What you need to do. Copy word for word, please, the lines of the entries below running from the one containing "Every instance gets one point. Tag the white safety" to the one containing "Every instance gets one point. Tag the passenger", both ends included.

Data for review.
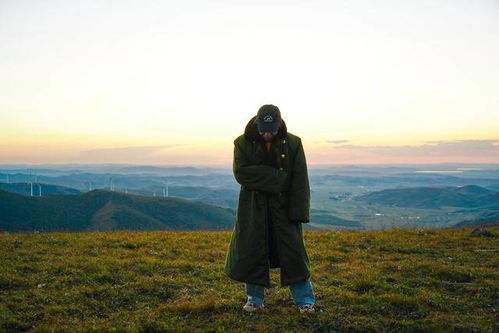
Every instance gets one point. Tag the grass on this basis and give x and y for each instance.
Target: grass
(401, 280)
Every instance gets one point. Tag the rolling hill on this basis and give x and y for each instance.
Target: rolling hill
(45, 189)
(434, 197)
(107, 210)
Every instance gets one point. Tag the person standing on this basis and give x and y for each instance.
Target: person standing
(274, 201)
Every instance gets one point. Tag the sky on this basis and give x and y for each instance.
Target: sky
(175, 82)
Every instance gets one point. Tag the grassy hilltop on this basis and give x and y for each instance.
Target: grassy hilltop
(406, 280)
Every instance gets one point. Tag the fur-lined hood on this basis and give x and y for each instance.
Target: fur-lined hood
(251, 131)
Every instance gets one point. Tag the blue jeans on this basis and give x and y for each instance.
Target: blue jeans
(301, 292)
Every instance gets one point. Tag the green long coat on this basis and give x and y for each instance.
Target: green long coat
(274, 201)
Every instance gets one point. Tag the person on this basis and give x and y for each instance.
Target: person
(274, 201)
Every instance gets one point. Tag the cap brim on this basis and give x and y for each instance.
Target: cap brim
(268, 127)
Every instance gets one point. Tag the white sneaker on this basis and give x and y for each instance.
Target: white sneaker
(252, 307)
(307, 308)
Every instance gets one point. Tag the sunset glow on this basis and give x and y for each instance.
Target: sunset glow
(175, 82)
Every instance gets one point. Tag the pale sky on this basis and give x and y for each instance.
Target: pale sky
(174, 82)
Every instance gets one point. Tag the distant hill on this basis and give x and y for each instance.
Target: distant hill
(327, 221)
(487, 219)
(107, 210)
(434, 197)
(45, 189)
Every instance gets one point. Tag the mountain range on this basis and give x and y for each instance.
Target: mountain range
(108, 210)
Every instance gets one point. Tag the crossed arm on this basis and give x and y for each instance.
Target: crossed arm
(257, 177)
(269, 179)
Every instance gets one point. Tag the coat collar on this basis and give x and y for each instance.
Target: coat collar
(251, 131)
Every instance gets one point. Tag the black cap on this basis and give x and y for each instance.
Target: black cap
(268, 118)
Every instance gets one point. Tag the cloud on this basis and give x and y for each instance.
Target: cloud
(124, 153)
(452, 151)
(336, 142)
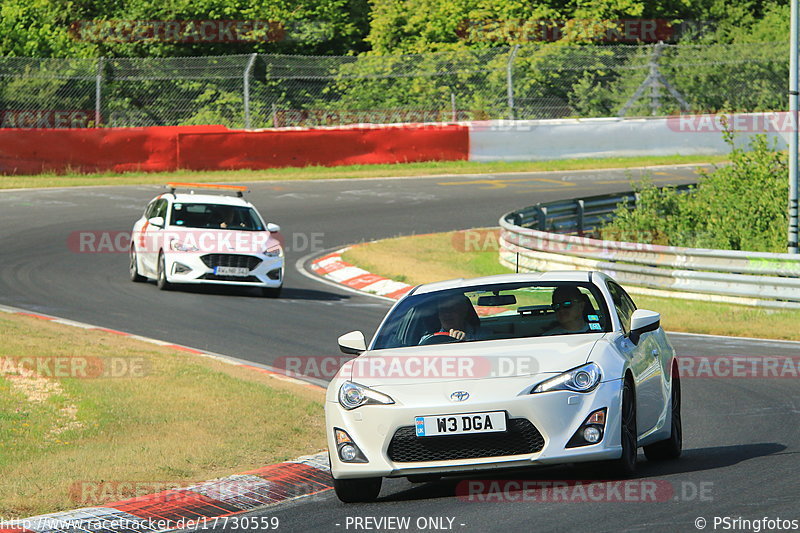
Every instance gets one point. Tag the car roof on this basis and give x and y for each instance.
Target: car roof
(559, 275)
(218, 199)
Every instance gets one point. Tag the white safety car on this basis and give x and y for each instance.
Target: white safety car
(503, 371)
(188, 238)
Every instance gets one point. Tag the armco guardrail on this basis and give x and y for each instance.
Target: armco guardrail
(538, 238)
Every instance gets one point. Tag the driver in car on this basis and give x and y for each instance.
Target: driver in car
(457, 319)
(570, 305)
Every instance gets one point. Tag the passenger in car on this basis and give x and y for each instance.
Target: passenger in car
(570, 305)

* * *

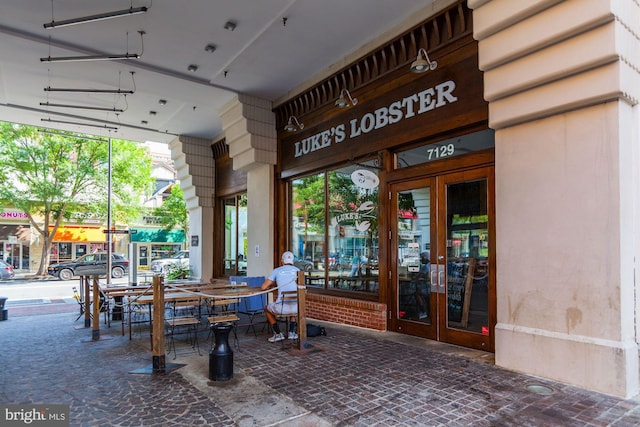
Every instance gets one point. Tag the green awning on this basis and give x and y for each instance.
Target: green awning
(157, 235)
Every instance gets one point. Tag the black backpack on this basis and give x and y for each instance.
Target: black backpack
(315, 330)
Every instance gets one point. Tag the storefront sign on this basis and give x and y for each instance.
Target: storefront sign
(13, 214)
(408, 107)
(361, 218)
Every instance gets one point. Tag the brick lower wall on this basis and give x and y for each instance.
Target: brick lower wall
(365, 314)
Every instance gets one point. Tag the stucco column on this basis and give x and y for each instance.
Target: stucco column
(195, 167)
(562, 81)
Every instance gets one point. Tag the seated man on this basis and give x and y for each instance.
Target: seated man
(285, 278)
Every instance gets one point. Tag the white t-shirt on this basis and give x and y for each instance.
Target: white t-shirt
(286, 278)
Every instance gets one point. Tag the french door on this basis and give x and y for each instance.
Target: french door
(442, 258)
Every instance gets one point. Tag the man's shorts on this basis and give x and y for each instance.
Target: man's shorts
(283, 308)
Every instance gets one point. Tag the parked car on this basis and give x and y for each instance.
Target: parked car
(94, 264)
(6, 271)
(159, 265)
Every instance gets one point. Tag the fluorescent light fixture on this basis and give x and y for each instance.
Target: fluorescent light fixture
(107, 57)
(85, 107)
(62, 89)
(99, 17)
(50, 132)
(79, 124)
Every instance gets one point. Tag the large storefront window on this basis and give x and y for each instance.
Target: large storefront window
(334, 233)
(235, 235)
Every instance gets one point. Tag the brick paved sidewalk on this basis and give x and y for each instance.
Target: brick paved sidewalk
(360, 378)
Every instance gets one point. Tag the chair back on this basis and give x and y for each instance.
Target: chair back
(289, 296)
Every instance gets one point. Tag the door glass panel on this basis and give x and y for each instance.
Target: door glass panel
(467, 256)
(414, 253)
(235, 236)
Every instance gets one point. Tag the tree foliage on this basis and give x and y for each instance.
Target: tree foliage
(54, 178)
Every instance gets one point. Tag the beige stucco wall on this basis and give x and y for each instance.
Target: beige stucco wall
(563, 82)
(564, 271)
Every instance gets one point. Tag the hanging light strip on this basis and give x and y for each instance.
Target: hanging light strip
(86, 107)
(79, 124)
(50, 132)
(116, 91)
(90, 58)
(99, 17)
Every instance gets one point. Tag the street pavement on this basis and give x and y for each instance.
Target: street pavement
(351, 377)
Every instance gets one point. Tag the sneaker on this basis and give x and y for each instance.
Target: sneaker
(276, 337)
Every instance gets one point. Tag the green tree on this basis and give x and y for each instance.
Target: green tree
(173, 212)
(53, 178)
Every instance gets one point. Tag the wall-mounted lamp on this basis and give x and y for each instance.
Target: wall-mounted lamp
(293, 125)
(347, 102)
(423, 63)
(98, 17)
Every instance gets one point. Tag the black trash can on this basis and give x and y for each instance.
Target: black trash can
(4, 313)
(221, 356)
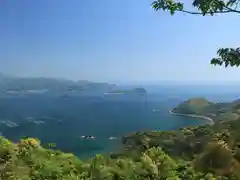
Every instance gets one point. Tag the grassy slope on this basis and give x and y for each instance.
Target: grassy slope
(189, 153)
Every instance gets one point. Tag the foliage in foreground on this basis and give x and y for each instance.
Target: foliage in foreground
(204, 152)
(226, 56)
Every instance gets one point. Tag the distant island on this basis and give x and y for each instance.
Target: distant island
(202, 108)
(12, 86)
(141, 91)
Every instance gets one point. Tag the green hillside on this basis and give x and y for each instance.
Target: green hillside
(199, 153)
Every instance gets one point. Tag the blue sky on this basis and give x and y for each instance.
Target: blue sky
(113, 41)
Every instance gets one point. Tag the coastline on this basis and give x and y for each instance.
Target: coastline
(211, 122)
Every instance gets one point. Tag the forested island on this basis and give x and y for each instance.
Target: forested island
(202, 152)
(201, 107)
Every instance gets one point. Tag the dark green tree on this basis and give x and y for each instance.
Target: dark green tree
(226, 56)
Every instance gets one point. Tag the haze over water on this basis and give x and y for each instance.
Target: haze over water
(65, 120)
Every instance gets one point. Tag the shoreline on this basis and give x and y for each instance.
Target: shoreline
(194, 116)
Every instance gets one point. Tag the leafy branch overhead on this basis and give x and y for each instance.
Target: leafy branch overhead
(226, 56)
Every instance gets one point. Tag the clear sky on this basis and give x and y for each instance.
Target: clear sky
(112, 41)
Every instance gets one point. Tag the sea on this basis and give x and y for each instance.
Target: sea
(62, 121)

...

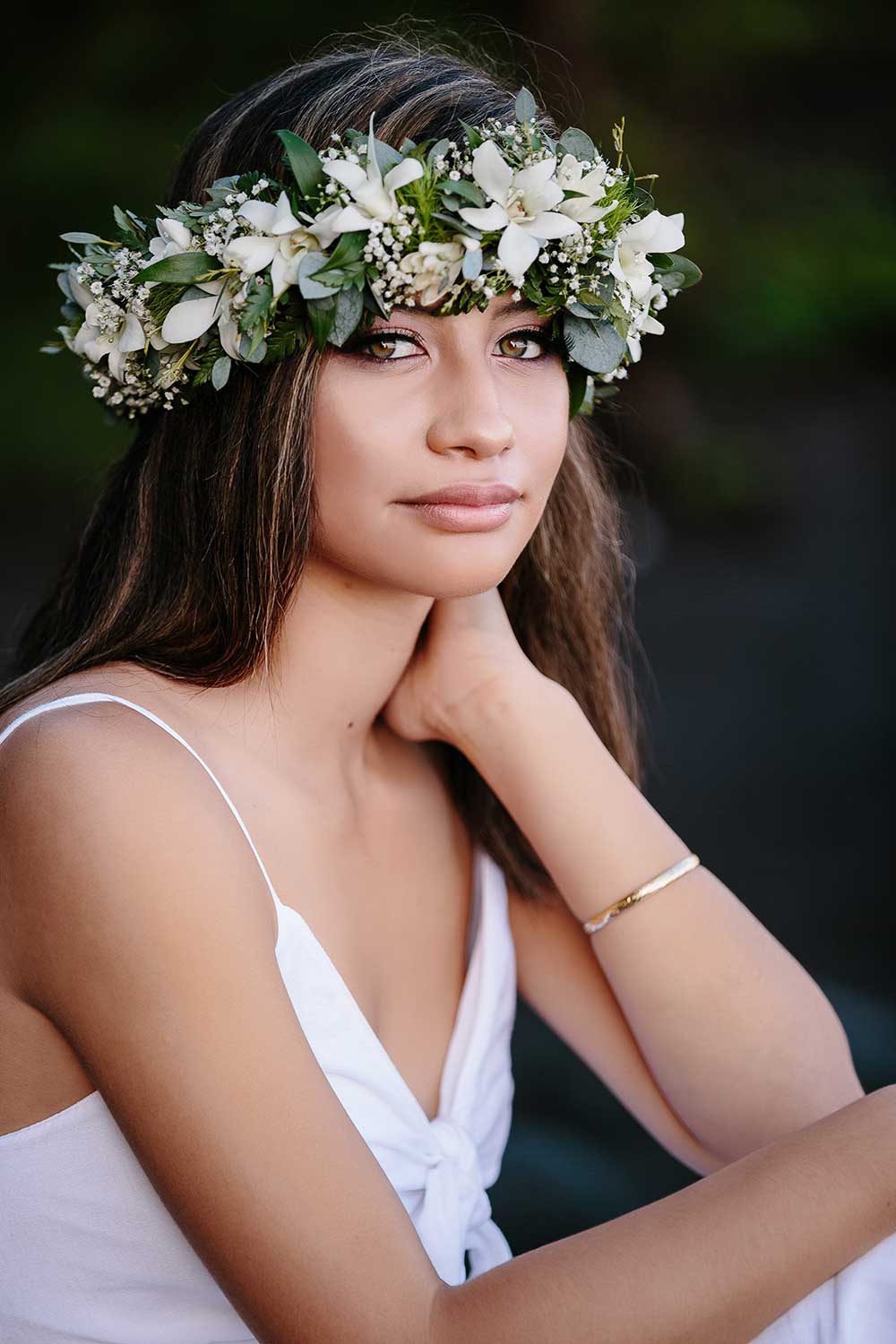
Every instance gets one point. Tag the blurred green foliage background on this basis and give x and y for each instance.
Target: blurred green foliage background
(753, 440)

Result of this task.
Every instance gets one point. Tag the white safety car on this basis and give x and y for each instance.
Target: white safety car
(503, 371)
(188, 238)
Every instance gets one point. Tag the armco guardrail on this basis and give x and y for each instance.
Target: armco guardrail
(538, 238)
Every instance gets one point. Tag the driver in car on this basis and give x and y for each instance.
Target: driver in car
(457, 319)
(570, 305)
Every instance gets one point. Tag the passenger in car on this basis and give x and y for each instance.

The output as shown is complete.